YOUR TASK
Rewrite the lines below as a JSON list of strings, one string per line and no blank lines, starting at the first line and ending at the line containing "[[448,374],[0,494],[0,597],[446,597]]", both included.

* * * * *

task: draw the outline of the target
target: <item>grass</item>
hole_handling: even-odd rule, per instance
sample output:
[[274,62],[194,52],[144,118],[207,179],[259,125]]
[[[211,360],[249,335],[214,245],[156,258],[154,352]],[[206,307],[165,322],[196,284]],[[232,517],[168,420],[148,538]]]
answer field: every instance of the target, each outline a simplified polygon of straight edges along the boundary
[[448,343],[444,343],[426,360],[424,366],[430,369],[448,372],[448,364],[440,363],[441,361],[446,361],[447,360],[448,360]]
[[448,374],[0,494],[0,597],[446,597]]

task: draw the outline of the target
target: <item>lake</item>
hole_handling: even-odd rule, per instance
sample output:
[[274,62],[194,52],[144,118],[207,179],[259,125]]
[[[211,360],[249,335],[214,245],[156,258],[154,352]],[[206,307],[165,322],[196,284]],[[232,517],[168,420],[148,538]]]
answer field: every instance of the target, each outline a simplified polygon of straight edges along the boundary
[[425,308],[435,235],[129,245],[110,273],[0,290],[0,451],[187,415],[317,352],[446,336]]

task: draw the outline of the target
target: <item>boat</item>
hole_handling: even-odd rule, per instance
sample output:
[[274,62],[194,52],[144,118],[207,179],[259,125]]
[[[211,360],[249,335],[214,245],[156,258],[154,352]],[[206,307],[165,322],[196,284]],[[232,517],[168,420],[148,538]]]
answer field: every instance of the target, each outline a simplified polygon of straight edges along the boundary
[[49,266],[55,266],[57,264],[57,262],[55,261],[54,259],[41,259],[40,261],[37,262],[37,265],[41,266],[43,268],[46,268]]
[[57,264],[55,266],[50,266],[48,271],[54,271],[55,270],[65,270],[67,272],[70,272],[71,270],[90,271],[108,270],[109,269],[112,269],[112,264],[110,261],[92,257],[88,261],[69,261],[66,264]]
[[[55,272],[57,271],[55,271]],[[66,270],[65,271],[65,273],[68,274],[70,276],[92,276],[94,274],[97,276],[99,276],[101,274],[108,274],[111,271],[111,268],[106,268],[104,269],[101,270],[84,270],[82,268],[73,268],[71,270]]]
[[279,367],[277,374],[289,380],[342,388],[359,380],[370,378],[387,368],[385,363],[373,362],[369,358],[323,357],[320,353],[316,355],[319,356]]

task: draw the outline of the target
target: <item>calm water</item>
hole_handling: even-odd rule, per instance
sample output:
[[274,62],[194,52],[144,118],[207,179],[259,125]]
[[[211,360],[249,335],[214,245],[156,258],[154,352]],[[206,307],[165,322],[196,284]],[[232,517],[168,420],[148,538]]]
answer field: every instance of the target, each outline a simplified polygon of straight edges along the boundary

* * * * *

CORRECT OUTPUT
[
  "task: draw the outline of the target",
  "target: <item>grass</item>",
  "hole_handling: even-odd rule, per instance",
  "sample output:",
  "[[274,62],[194,52],[144,118],[207,179],[259,125]]",
  "[[[211,360],[249,335],[214,245],[156,258],[154,352]],[[206,307],[165,322],[196,284]],[[232,517],[168,420],[148,538]]]",
  "answer field: every instance of the target, each outline a simplified polygon of straight edges along the boundary",
  "[[448,343],[444,343],[426,360],[424,366],[430,369],[448,372],[448,364],[440,363],[441,361],[446,361],[447,360],[448,360]]",
  "[[448,374],[0,494],[0,597],[446,597]]"
]